## TEXT PASSAGE

>>>>>

I’m not really much of a lyrics person. It doesn’t really matter what Sonic Youth or Fugazi are singing to me as long as it sounds good with the guitars. Other Tori Amos fans gape at me in disbelief when I confess that I don’t really bother reading her lyrics. Apparently they’re deeply meaningful. I’m generally indifferent to the sort of music review where the reviewer quotes extensively from lyrics and concludes that the album is about redemption or tortured love or dark nights of the soul or whatever. I tend to home in on descriptions of how it all sounds and ignore analysis of meaning and themes.
I’ve always felt a bit guilty about this – sort of shallow and non-indie. Most people I’ve mentioned this indifference to lyrics to have certainly reacted with surprise and a little bemusement, and I suppose I’d get raised eyebrows from the A-list music bloggers as well if any of them read this blog (ha, I think not). I can’t really figure out why this is either – I love words intensely in every other context, but the pleasure I derive from most of the music I listen to is overwhelmingly sensory rather than emotional or intellectual.
This doesn’t mean that music lyrics are completely meaningless to me; they do affect my appreciation of music but in a limited and asymmetric way. If I already find a song musically appealing, lyrics I like make me like it more, but bad lyrics have negligible effect.

<<<<<

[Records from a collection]
>>>>>

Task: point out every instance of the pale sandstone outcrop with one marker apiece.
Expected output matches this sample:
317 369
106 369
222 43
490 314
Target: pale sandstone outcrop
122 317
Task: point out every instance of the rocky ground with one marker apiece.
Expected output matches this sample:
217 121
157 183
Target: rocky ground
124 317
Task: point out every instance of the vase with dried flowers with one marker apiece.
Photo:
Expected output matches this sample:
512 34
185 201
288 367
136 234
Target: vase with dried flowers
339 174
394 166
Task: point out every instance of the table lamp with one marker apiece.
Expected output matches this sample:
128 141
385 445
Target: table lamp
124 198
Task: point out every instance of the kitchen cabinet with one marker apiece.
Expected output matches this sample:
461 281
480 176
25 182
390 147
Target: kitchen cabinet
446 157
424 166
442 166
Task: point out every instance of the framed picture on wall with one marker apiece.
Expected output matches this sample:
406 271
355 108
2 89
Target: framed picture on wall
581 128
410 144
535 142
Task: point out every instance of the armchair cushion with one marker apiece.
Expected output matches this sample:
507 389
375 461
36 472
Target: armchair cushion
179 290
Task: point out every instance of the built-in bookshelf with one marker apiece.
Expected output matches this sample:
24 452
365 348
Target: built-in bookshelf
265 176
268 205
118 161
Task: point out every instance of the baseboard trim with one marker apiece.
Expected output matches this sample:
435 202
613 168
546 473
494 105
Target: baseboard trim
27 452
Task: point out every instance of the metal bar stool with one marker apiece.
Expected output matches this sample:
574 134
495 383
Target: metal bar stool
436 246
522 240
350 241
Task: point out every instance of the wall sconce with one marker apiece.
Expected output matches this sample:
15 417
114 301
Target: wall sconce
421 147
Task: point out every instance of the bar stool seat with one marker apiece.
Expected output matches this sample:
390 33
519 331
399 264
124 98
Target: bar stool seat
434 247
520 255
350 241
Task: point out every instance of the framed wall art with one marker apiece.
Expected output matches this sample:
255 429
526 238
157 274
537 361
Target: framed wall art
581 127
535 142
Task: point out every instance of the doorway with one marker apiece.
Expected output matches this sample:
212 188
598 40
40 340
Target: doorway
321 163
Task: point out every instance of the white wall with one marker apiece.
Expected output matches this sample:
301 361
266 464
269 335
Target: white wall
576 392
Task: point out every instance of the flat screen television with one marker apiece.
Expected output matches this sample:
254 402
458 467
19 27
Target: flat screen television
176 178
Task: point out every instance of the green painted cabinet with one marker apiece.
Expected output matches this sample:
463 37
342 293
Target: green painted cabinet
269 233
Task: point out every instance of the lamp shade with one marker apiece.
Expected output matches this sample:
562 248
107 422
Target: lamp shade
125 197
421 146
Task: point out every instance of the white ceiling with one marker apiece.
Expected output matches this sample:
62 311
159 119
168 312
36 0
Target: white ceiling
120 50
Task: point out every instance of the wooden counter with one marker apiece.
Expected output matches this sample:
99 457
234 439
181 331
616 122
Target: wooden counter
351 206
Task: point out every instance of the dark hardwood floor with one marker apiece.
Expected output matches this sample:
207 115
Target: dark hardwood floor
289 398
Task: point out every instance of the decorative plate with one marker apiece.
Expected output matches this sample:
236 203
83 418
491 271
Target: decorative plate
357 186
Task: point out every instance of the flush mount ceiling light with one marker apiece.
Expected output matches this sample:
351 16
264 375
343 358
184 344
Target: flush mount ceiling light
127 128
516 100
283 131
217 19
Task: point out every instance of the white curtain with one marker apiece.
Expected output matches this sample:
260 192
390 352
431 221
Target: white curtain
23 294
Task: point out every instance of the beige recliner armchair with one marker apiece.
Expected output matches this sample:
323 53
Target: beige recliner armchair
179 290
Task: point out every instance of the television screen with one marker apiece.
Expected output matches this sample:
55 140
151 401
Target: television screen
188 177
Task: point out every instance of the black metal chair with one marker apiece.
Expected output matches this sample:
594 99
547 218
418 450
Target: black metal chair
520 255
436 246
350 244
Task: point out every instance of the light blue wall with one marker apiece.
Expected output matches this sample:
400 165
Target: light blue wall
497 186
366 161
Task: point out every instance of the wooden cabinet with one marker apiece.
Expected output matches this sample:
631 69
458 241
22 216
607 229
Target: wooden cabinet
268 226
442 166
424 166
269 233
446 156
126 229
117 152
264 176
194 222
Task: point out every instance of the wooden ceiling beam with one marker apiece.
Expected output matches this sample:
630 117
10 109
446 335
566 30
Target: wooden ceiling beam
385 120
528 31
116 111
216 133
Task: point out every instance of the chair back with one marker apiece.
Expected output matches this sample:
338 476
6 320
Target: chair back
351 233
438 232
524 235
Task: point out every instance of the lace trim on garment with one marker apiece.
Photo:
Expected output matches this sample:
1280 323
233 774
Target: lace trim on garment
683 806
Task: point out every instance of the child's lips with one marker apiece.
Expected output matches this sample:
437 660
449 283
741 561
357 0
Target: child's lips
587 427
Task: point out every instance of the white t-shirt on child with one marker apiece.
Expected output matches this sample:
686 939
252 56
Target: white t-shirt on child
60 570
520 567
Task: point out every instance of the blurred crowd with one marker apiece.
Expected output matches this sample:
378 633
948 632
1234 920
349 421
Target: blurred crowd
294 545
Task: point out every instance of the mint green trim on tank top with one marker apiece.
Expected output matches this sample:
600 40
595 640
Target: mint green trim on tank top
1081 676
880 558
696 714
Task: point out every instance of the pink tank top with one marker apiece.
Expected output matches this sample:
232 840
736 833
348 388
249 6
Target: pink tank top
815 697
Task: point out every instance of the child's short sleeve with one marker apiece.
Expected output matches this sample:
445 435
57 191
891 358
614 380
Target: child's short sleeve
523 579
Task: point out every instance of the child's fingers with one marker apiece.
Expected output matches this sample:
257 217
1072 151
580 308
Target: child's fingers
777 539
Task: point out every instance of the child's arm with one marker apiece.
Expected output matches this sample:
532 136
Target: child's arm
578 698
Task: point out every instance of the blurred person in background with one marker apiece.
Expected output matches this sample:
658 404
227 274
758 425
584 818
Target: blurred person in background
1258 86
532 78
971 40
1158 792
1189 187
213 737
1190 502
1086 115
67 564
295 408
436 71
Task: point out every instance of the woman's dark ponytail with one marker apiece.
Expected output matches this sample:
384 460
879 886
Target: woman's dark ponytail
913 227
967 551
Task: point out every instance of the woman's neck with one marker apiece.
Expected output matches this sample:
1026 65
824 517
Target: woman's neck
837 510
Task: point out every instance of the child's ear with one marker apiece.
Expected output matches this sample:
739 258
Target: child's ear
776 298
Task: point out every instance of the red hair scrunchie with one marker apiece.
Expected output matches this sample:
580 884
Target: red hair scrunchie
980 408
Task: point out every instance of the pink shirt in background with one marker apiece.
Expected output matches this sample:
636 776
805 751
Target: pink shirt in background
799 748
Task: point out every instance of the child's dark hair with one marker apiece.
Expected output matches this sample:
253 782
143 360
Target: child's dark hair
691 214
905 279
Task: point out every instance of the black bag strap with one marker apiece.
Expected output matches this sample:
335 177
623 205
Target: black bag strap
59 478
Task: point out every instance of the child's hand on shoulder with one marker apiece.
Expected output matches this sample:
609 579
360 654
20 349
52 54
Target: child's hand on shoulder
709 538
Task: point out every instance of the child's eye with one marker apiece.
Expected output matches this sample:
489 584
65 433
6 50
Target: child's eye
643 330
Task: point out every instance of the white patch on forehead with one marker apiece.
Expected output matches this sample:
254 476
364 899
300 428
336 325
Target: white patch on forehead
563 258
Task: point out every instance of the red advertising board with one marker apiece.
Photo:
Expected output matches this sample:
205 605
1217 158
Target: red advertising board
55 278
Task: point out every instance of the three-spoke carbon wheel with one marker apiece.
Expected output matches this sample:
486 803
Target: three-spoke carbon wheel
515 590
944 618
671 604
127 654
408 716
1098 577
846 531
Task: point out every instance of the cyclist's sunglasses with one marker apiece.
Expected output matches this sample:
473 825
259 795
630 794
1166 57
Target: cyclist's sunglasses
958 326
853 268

<<<<<

## WORK INSTRUCTION 1
Could you retype the stretch of the post about lyrics from "This doesn’t mean" through "have negligible effect."?
## WORK INSTRUCTION 2
How would you render this sentence from the post about lyrics in Spanish: "If I already find a song musically appealing, lyrics I like make me like it more, but bad lyrics have negligible effect."
## WORK INSTRUCTION 3
Answer these questions about the post about lyrics:
(a) Which two bands does the writer name in the first paragraph?
(b) How does the writer feel about words in every other context?
(c) What effect do bad lyrics have on a song the writer already finds musically appealing?

## ANSWER SPACE 1
This doesn’t mean that music lyrics are completely meaningless to me; they do affect my appreciation of music but in a limited and asymmetric way. If I already find a song musically appealing, lyrics I like make me like it more, but bad lyrics have negligible effect.

## ANSWER SPACE 2
Si una canción ya me resulta atractiva musicalmente, las letras que me gustan hacen que me guste más, pero las letras malas tienen un efecto insignificante.

## ANSWER SPACE 3
(a) Sonic Youth and Fugazi.
(b) The writer loves words intensely.
(c) They have negligible effect.